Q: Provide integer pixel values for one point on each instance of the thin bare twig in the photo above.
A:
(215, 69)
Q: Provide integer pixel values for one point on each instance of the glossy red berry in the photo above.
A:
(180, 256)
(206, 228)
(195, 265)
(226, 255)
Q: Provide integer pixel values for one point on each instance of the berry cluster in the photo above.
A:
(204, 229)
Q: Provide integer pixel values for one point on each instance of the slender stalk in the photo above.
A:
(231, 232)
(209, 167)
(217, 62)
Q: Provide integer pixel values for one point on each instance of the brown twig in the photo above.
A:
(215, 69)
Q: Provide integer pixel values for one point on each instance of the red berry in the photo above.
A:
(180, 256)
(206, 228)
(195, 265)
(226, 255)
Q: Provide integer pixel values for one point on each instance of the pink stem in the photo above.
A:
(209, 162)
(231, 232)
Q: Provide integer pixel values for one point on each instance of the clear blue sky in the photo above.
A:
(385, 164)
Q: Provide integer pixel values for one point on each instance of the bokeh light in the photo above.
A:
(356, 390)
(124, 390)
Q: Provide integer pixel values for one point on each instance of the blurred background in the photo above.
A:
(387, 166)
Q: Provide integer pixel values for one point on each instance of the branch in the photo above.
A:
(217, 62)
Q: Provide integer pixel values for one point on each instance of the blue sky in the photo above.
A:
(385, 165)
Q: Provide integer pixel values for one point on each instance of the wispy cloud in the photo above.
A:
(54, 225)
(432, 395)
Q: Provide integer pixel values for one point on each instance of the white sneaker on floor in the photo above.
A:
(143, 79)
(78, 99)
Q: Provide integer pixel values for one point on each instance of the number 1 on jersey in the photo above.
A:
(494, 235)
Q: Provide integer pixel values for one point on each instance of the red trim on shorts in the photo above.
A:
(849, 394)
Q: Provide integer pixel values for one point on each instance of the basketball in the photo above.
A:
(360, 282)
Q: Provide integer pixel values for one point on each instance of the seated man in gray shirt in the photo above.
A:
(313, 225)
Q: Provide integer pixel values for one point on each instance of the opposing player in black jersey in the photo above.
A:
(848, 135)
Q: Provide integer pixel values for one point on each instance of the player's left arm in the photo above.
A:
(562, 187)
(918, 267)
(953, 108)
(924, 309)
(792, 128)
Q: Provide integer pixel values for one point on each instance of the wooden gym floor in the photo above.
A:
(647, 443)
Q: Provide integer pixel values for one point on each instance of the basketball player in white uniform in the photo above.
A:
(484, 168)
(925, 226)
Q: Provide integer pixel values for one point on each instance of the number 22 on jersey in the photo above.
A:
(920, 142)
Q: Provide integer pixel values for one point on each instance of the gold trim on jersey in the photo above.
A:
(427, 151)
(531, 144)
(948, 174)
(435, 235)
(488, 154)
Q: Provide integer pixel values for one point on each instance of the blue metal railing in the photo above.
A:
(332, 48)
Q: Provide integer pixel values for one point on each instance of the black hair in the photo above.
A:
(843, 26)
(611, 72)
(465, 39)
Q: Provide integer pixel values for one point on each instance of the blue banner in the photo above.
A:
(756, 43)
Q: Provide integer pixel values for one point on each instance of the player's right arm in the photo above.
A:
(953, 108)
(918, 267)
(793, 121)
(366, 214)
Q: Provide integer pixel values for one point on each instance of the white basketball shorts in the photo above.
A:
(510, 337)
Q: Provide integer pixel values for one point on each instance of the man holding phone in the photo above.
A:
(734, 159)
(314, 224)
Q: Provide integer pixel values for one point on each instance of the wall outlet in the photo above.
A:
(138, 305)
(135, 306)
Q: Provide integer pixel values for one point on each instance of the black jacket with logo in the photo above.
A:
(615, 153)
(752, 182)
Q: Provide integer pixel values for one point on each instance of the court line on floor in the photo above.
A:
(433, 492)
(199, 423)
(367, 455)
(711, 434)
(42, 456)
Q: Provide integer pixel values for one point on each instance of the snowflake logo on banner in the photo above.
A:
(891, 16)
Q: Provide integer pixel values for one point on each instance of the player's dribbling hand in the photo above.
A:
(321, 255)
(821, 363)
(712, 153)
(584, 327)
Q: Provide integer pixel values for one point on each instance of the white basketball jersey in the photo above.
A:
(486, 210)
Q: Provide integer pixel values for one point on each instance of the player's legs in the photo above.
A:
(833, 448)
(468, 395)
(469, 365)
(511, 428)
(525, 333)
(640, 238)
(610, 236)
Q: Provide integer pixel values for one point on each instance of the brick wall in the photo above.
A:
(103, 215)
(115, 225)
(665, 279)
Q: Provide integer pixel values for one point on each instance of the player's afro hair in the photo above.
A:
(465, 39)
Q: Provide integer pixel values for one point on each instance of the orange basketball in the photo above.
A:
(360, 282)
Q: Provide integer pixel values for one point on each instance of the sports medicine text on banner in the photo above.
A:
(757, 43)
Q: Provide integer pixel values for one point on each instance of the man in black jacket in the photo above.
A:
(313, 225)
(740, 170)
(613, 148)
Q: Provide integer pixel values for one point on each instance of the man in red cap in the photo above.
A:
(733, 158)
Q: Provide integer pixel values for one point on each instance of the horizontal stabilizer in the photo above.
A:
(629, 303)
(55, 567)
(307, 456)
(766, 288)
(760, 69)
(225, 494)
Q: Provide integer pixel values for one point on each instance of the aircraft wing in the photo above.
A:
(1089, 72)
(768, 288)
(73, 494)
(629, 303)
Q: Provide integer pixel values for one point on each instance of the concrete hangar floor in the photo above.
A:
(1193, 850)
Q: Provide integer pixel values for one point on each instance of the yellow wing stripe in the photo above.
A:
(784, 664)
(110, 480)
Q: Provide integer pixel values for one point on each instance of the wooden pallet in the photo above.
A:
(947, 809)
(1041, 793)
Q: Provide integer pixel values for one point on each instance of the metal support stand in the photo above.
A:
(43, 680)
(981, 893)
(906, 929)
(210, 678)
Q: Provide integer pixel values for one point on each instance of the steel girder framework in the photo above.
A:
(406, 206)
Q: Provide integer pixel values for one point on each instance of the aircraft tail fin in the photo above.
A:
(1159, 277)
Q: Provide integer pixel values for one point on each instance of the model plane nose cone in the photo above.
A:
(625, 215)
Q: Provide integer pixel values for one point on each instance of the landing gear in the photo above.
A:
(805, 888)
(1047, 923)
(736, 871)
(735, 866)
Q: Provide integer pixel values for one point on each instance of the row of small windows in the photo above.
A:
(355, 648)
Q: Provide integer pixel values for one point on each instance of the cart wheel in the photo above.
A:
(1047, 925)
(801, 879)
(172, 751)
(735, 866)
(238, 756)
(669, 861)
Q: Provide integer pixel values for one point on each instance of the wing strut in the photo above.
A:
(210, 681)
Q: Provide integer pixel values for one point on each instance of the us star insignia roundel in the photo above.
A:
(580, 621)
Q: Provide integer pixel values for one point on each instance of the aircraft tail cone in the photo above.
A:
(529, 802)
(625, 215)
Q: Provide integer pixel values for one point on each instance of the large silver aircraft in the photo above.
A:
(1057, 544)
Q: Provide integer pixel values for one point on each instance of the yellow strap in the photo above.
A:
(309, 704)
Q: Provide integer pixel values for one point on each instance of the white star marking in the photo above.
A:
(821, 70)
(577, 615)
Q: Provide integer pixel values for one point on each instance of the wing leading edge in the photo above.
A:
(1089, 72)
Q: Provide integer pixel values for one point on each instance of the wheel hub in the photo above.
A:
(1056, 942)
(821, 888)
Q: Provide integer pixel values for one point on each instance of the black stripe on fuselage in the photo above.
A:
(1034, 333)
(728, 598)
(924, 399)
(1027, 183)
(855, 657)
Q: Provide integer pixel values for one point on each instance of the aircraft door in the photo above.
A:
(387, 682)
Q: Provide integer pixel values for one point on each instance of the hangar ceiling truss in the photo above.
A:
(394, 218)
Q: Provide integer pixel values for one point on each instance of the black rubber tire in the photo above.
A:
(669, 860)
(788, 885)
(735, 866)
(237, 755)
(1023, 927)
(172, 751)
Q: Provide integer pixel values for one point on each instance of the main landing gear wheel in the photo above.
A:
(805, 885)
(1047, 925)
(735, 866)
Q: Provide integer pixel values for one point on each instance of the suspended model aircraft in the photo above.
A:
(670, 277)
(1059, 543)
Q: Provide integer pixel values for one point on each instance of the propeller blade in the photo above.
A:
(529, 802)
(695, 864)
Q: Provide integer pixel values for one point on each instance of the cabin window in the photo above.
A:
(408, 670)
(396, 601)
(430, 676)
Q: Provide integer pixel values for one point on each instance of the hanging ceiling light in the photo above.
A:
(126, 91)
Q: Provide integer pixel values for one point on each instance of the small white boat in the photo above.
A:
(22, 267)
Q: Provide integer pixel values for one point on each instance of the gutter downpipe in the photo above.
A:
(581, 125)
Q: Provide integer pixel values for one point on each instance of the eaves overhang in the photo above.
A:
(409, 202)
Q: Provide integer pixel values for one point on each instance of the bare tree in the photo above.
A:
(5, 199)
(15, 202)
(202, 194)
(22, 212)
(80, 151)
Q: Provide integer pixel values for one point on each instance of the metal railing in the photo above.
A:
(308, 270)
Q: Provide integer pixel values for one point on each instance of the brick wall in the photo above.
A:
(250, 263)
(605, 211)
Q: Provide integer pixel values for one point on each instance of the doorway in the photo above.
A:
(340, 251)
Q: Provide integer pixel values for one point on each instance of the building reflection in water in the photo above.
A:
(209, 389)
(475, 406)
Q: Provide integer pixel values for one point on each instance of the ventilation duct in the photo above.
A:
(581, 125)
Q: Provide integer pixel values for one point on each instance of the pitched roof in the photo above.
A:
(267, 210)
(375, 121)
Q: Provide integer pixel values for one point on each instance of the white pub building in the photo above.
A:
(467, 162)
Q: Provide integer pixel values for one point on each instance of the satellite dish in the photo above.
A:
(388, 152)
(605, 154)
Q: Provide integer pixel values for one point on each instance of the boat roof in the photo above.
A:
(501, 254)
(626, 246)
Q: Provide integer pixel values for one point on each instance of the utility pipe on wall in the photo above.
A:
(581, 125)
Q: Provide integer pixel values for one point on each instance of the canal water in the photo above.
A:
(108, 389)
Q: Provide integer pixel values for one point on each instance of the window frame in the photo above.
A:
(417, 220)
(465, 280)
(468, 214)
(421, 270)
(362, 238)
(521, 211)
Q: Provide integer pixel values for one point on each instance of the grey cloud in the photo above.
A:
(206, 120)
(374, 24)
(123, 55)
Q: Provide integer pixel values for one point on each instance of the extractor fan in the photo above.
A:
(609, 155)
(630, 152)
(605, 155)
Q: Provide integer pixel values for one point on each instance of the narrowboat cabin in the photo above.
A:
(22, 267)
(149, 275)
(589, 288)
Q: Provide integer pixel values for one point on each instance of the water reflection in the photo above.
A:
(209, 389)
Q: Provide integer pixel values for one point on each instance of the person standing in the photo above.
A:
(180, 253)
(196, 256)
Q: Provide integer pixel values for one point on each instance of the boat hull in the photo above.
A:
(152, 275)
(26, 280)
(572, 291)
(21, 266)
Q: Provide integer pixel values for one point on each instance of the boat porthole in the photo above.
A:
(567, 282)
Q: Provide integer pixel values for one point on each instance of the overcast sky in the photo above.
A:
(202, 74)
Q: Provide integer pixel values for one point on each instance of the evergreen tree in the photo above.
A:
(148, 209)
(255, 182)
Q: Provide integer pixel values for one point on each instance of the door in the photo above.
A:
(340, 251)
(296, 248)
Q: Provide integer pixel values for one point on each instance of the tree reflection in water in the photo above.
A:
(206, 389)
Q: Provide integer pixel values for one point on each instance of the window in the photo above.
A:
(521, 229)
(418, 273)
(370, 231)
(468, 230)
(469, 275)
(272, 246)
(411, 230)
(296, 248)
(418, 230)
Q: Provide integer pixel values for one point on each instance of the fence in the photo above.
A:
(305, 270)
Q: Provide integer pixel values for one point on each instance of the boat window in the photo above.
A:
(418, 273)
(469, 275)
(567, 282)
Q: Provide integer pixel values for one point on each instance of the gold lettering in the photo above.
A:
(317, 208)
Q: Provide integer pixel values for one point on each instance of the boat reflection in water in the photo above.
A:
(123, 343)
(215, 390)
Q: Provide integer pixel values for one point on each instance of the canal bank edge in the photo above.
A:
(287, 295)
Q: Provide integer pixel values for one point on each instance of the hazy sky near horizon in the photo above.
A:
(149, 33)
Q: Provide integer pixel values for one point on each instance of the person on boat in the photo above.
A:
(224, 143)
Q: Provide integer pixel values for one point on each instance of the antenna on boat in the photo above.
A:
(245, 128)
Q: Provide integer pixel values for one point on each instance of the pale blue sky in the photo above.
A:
#####
* **Work to be completed**
Render the lines from the one containing "boat window in the photo above." through the end of the items as a numbered list, including both ends and omitting any blank lines.

* **Result of this exercise**
1. Q: Provide integer pixel values for one point on each instance of the boat window in the photo above.
2. A:
3. (418, 273)
4. (469, 275)
5. (567, 282)
6. Q: Provide integer pixel values for one point on each instance of the gold lettering in the photo above.
7. A:
8. (317, 208)
9. Q: Provide integer pixel values for one point on each instance of the boat reflection in water in the photo above.
10. A:
11. (123, 343)
12. (215, 390)
13. Q: Provide integer pixel values for one point on each instance of the canal bank edge in the photo above.
14. A:
15. (287, 295)
16. Q: Provide integer pixel values for one point on each instance of the hazy sky near horizon in the photo above.
17. A:
18. (149, 33)
19. Q: Provide integer pixel values for one point on each instance of the person on boat in the photo above.
20. A:
21. (224, 143)
22. Q: Provide integer pixel values for one point on each instance of the antenna on boat in the photo above.
23. A:
24. (245, 128)
25. Q: Provide integer pixel values for one point on each instance of the pale blue sky in the photo above.
26. A:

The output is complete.